── Page excerpt
/

The Criterion Corner: Alex Cox’s Sid & Nancy

Cox’s heartfelt take on the true-life relationship between Sid Vicious and Nancy Spungen could easily have been just another rock biopic.

Alex Cox's Sid & Nancy on Criterion
Photo: MGM

Alex Cox’s Sid & Nancy, a heartfelt take on the true-life relationship between Sex Pistols bassist Sid Vicious and his girlfriend Nancy Spungen—a love that ended when Sid stabbed Nancy to death in the Chelsea Hotel, then died of a drug overdose while awaiting trial—could easily have been just another rock biopic. Instead, through the use of fantasy-tinged reenactments (favoring the surreal in lieu of the straightforward), Cox transforms this gritty tabloid story into something deeper. It’s a perfect example of finding truth through fictionalization.

The film begins with the police interrogating a blood-covered Sid (eerily embodied by Gary Oldman) in his hotel room. “Who called 911? Did you call 911?” an officer asks to no response. He wants to know who the girl was, where he met her. “I met her at Linda’s,” Sid finally acknowledges after shakily taking a toke from a cigarette. Thus begins a flashback to better days, when lead singer Johnny Rotten and Sid were just a couple of boys causing chaos in 70s Britain, knocking in the front window of a Rolls, slurping baked beans at dominatrix Linda’s flat, throwing darts at drummer Paul in the local pub. Cox shoots in bright daylight (this is England?), emphasizing the purity of the blokes, the sweet innocence beneath the bravado nihilism. These aren’t ruthless delinquents out to hurt or even to impress. They’re just fuckin’ bored (a running theme in the dialogue, with punks constantly lamenting ennui, the core of teenage rebellion).

Things don’t go well at that first meeting when groupie Nancy (played by Chloe Webb, equal to Oldman in chameleon ability) announces she has “all” of the Sex Pistols albums back in New York before calling Sid by Johnny’s name. It’s only later when they end up two bodies on the sardine-packed floor of a flat that the dysfunctional relationship begins. Nancy literally wedges herself between Sid and Johnny, marking a turning point in the boys’ friendship. A girl has come between them. It’s time to grow up.

Advertisement

Unfortunately, growing up entails shooting up with junkie Nancy, who guides the naïve Sid. When he asks her to score him some smack and she leaves with his money, he actually thinks she’s going to come back. Cox frames Sid waiting in the doorway of the pub, huddled in the nighttime rain, stubbornly refusing to come inside. Instantly there’s a quick flash to sunny daytime, the bright orange of pal Wally’s hair and jacket contrasting with Sid’s jet black spikes and leather, followed by the many colors of the fruits and vegetables of the outdoor market they navigate, which borders on the surreal. Everyday events are no longer normal. A group of school kids run amuck, bashing parked cars with bats. Over-the-top perhaps, but then so were the 70s.
────
── Exercise data
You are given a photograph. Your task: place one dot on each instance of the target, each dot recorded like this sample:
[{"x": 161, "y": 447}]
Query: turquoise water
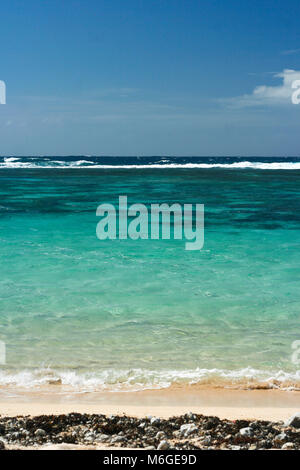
────
Please name the actress who plays Nancy, according to the Sid & Nancy review. The listing is unrelated to the Sid & Nancy review.

**Written answer**
Chloe Webb